[INPUT DATA]
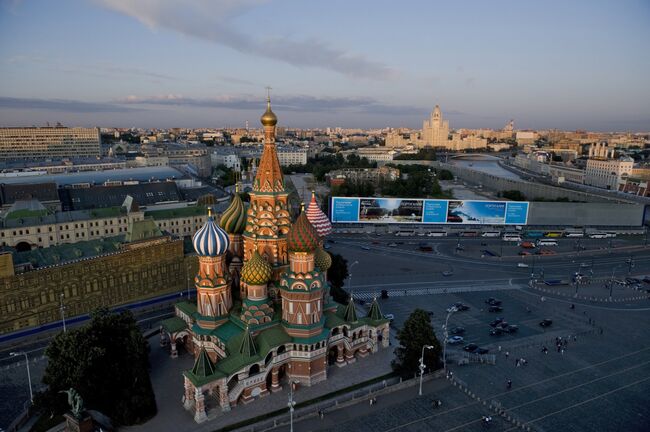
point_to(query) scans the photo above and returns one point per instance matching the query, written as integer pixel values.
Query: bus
(491, 234)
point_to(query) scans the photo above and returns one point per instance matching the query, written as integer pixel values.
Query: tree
(336, 275)
(416, 333)
(107, 362)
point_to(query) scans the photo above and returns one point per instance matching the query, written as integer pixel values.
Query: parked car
(493, 302)
(546, 323)
(496, 322)
(457, 330)
(453, 340)
(496, 331)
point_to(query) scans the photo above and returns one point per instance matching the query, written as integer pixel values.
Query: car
(496, 322)
(457, 330)
(546, 322)
(453, 340)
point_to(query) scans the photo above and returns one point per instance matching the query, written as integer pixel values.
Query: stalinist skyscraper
(435, 131)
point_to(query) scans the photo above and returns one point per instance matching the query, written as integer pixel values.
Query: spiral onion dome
(210, 240)
(257, 270)
(302, 236)
(322, 259)
(317, 218)
(233, 220)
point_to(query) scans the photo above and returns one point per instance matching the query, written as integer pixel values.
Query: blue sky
(205, 63)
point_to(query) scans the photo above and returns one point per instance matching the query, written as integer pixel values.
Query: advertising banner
(428, 211)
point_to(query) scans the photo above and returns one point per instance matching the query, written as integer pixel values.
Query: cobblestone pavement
(600, 383)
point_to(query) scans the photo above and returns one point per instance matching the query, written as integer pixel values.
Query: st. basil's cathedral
(263, 315)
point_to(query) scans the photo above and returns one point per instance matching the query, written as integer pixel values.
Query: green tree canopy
(336, 275)
(416, 332)
(107, 362)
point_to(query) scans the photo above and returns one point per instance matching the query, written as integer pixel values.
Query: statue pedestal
(73, 424)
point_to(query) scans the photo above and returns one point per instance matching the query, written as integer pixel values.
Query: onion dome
(257, 270)
(317, 218)
(322, 259)
(233, 220)
(302, 236)
(210, 240)
(269, 118)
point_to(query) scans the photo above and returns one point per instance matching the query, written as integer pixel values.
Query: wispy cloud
(63, 105)
(298, 103)
(209, 20)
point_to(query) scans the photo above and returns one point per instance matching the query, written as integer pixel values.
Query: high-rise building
(435, 131)
(49, 143)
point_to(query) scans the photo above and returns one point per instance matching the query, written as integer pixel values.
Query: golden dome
(269, 118)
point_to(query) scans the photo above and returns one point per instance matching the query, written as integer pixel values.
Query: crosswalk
(370, 294)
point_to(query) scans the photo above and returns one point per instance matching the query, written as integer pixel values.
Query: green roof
(177, 212)
(174, 324)
(247, 346)
(25, 213)
(69, 252)
(142, 230)
(107, 212)
(203, 366)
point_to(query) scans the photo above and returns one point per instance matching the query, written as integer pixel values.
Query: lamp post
(62, 307)
(444, 353)
(350, 279)
(422, 366)
(291, 404)
(29, 375)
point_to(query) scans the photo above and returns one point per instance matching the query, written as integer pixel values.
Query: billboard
(428, 211)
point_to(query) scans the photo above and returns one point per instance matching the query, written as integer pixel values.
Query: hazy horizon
(578, 65)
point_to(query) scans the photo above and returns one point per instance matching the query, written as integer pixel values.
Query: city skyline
(162, 63)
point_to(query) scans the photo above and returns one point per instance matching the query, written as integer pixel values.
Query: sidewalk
(168, 387)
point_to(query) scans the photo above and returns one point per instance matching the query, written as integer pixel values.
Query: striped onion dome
(257, 270)
(322, 259)
(302, 236)
(210, 240)
(233, 220)
(317, 218)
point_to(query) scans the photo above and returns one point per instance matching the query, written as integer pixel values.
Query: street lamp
(444, 353)
(29, 375)
(350, 279)
(62, 307)
(422, 366)
(291, 404)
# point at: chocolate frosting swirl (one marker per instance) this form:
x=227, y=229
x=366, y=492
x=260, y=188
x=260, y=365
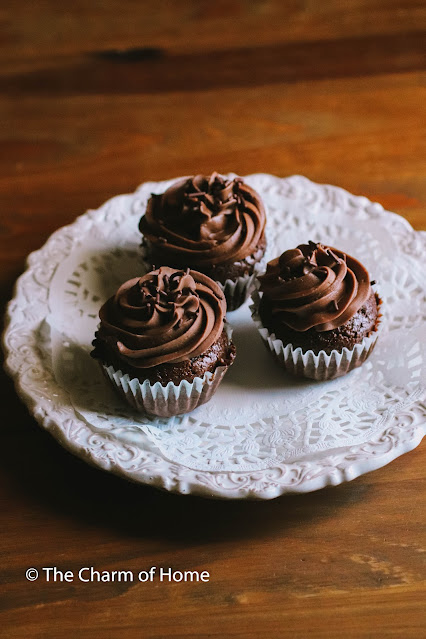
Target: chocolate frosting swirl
x=164, y=316
x=314, y=286
x=205, y=220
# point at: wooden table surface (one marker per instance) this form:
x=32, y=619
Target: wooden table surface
x=101, y=96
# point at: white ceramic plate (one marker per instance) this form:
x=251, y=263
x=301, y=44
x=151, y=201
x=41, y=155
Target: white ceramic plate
x=263, y=434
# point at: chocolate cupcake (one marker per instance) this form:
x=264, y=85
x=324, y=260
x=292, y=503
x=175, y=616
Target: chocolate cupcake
x=211, y=224
x=163, y=341
x=317, y=312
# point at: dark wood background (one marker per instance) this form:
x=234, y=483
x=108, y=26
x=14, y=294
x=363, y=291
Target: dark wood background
x=97, y=97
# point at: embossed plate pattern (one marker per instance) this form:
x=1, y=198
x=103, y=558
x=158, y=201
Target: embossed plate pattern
x=263, y=434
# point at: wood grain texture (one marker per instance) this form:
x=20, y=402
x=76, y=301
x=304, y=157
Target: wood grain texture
x=99, y=97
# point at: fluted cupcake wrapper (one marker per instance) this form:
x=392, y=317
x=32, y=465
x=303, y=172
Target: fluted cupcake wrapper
x=321, y=366
x=172, y=399
x=165, y=401
x=236, y=291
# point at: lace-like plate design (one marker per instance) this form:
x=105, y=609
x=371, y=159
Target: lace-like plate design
x=263, y=433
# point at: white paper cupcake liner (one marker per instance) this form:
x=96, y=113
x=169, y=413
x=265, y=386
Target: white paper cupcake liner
x=321, y=366
x=165, y=401
x=236, y=291
x=172, y=399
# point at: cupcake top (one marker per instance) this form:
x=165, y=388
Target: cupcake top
x=166, y=316
x=205, y=220
x=315, y=286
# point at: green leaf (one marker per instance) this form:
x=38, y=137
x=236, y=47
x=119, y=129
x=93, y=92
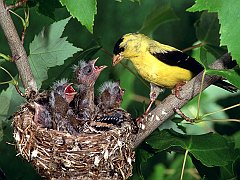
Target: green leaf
x=12, y=101
x=48, y=49
x=157, y=172
x=83, y=10
x=207, y=29
x=46, y=8
x=232, y=75
x=228, y=12
x=159, y=16
x=211, y=149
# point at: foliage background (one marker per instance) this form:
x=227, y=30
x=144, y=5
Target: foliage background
x=178, y=28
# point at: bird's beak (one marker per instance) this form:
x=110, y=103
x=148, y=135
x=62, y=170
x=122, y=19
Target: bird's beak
x=69, y=90
x=117, y=58
x=97, y=68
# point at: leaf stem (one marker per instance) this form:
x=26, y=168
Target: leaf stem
x=184, y=163
x=6, y=57
x=199, y=96
x=13, y=81
x=221, y=120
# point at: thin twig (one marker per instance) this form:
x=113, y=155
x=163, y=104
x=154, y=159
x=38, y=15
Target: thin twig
x=18, y=4
x=17, y=48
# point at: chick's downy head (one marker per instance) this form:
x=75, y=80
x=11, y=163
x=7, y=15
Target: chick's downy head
x=111, y=94
x=87, y=72
x=129, y=46
x=62, y=89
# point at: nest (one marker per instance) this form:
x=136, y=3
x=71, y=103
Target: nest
x=59, y=155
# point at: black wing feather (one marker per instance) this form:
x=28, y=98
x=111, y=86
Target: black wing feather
x=180, y=59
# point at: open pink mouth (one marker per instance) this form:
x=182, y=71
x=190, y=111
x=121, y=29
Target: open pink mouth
x=69, y=90
x=99, y=68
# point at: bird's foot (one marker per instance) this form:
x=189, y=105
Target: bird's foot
x=140, y=121
x=178, y=88
x=182, y=115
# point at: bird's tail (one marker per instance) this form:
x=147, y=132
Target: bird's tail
x=225, y=85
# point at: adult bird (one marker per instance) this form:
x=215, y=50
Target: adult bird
x=161, y=65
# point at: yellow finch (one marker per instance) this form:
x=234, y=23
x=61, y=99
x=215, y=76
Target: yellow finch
x=162, y=65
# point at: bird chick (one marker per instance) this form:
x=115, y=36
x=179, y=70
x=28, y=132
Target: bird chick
x=109, y=101
x=111, y=95
x=161, y=65
x=86, y=74
x=42, y=115
x=62, y=94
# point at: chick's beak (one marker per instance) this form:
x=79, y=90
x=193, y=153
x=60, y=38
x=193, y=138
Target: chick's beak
x=97, y=68
x=117, y=58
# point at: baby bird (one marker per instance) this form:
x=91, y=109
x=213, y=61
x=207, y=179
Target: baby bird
x=86, y=74
x=60, y=97
x=111, y=95
x=42, y=115
x=109, y=101
x=162, y=65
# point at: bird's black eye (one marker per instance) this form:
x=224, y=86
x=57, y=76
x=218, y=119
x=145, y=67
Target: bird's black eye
x=87, y=70
x=116, y=90
x=117, y=49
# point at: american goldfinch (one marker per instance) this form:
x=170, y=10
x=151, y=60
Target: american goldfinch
x=162, y=65
x=86, y=74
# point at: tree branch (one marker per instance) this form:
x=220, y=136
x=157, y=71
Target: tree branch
x=18, y=52
x=166, y=108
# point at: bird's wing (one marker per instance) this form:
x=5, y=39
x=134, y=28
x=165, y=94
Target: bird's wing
x=174, y=57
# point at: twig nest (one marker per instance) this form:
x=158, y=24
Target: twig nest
x=59, y=155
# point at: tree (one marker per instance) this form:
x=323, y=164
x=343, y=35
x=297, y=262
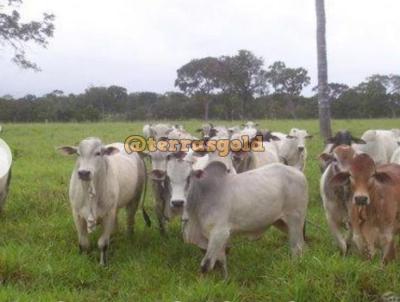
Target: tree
x=335, y=90
x=17, y=34
x=323, y=96
x=288, y=82
x=200, y=78
x=243, y=77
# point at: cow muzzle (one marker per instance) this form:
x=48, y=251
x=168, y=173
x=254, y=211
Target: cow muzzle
x=84, y=175
x=157, y=175
x=177, y=203
x=361, y=200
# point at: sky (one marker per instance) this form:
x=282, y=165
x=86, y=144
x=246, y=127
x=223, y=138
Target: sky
x=139, y=44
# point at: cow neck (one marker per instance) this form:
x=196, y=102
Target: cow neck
x=96, y=187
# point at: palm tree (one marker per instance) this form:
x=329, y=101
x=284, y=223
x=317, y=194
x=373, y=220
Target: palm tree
x=323, y=96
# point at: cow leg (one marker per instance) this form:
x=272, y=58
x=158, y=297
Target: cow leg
x=104, y=240
x=358, y=241
x=389, y=249
x=296, y=239
x=281, y=225
x=216, y=250
x=159, y=207
x=131, y=209
x=334, y=225
x=81, y=228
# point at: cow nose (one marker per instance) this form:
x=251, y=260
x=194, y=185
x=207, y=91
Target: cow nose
x=157, y=175
x=177, y=203
x=84, y=174
x=361, y=200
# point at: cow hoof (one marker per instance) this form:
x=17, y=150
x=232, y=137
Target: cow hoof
x=83, y=249
x=205, y=266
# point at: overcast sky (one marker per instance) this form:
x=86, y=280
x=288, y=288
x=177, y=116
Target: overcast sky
x=139, y=44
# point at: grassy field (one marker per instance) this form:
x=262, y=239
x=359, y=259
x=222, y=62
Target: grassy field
x=39, y=259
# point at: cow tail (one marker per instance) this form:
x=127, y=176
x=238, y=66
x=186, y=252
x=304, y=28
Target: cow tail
x=145, y=215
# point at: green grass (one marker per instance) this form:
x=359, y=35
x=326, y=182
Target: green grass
x=39, y=259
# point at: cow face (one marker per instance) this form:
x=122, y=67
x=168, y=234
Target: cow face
x=298, y=139
x=343, y=137
x=158, y=164
x=207, y=131
x=340, y=159
x=363, y=178
x=178, y=172
x=91, y=157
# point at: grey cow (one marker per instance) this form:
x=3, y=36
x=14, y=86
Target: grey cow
x=103, y=181
x=220, y=205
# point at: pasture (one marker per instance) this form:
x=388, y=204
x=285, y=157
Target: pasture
x=39, y=258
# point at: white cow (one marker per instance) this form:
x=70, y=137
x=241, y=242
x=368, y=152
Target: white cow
x=249, y=160
x=250, y=129
x=335, y=198
x=160, y=184
x=292, y=148
x=380, y=145
x=209, y=130
x=5, y=171
x=157, y=131
x=103, y=181
x=220, y=205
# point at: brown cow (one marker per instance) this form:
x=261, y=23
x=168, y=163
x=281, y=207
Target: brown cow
x=374, y=206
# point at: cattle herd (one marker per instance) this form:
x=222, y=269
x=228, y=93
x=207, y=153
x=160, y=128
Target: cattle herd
x=244, y=192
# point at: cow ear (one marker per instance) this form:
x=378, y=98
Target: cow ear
x=340, y=179
x=109, y=150
x=384, y=178
x=178, y=154
x=199, y=153
x=67, y=150
x=143, y=154
x=199, y=174
x=358, y=141
x=326, y=157
x=331, y=140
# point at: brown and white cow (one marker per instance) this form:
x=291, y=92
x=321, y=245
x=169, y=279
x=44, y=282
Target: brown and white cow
x=342, y=137
x=374, y=207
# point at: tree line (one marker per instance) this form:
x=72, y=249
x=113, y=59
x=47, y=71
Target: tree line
x=226, y=87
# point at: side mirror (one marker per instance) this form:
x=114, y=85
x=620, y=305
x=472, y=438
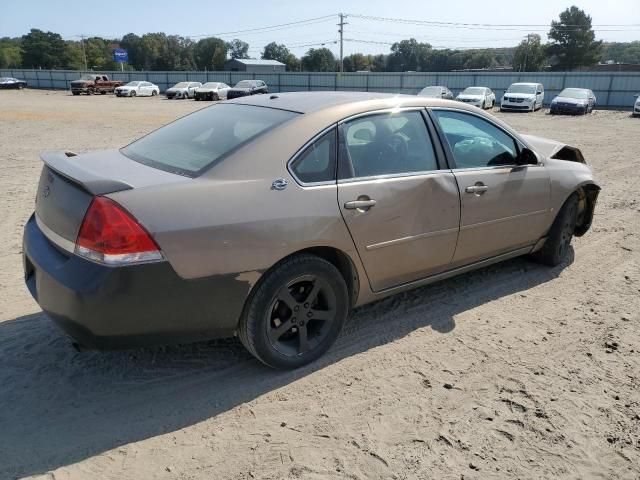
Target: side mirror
x=527, y=157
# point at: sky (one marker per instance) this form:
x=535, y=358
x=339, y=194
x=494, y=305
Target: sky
x=497, y=23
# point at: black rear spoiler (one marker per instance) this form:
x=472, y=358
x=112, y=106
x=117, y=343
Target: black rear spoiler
x=72, y=169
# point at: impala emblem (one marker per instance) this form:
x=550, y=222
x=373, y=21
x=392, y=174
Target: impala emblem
x=279, y=184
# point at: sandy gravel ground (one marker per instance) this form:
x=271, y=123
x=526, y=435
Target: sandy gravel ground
x=515, y=371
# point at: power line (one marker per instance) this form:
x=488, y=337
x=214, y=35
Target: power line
x=460, y=24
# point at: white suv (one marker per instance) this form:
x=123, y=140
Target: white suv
x=526, y=97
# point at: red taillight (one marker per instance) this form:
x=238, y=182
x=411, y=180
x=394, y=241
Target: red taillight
x=109, y=234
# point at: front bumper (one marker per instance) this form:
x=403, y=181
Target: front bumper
x=105, y=307
x=516, y=106
x=232, y=94
x=567, y=108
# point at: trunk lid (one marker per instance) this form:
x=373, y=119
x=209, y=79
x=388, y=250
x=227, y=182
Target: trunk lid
x=69, y=182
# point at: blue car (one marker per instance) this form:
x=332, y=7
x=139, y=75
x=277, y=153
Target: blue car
x=573, y=101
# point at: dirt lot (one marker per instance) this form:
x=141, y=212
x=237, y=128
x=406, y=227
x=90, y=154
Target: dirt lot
x=515, y=371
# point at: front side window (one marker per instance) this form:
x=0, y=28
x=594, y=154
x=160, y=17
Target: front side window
x=474, y=142
x=318, y=161
x=386, y=144
x=196, y=142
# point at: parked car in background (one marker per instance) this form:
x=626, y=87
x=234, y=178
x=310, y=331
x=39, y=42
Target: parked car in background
x=212, y=91
x=182, y=90
x=138, y=89
x=523, y=97
x=246, y=217
x=247, y=87
x=573, y=101
x=436, y=92
x=91, y=83
x=481, y=97
x=10, y=82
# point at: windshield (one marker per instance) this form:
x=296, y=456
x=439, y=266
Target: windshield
x=431, y=91
x=196, y=142
x=574, y=93
x=516, y=88
x=473, y=91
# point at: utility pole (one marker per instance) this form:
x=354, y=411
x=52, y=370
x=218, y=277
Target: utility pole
x=341, y=31
x=84, y=54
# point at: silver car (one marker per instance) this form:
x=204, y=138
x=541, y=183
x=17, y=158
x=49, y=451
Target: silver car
x=182, y=90
x=271, y=217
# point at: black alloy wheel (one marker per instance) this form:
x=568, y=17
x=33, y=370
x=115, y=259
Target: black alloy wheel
x=301, y=315
x=295, y=312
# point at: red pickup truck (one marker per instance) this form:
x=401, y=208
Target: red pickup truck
x=94, y=83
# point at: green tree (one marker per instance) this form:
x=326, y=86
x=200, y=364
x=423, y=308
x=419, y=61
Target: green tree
x=409, y=55
x=573, y=41
x=43, y=50
x=238, y=49
x=530, y=55
x=319, y=60
x=10, y=53
x=274, y=51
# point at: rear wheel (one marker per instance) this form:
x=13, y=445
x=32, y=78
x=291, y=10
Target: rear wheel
x=296, y=312
x=555, y=248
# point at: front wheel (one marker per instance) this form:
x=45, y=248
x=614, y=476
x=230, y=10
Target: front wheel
x=296, y=312
x=556, y=247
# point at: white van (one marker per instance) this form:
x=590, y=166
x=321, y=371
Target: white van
x=526, y=97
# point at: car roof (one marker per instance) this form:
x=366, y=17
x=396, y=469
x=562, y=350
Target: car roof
x=307, y=102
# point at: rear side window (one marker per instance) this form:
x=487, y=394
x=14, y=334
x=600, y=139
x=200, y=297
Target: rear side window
x=318, y=161
x=385, y=144
x=474, y=142
x=196, y=142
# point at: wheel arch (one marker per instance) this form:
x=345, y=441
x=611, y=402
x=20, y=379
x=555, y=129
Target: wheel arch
x=335, y=256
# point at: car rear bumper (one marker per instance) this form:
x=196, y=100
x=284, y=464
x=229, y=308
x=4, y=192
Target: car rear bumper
x=105, y=307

[TASK INSTRUCTIONS] Look back at the entries above. Retype the line with "# point at: overcast", the line with "x=368, y=152", and all lines in between.

[RESULT BELOW]
# point at: overcast sky (one marker per instance) this form:
x=86, y=280
x=288, y=288
x=177, y=116
Target: overcast sky
x=139, y=44
# point at: grassy field (one marker per instance) this form:
x=262, y=239
x=359, y=259
x=222, y=62
Target: grassy field
x=39, y=259
# point at: cow tail (one marker per instance) this form:
x=127, y=176
x=238, y=66
x=186, y=252
x=304, y=28
Target: cow tail
x=145, y=215
# point at: green grass (one marker per instance) this form:
x=359, y=35
x=326, y=182
Target: green grass
x=39, y=259
# point at: cow face (one marker per instance) this form:
x=122, y=67
x=168, y=234
Target: cow face
x=298, y=139
x=343, y=137
x=158, y=164
x=207, y=131
x=340, y=159
x=363, y=178
x=178, y=172
x=91, y=157
# point at: grey cow (one marker per instance) this form:
x=3, y=36
x=14, y=86
Target: grey cow
x=103, y=181
x=220, y=205
# point at: pasture (one marker per instance) this form:
x=388, y=204
x=285, y=157
Target: pasture
x=39, y=258
# point at: white cow (one marker per instance) this form:
x=70, y=137
x=241, y=242
x=368, y=152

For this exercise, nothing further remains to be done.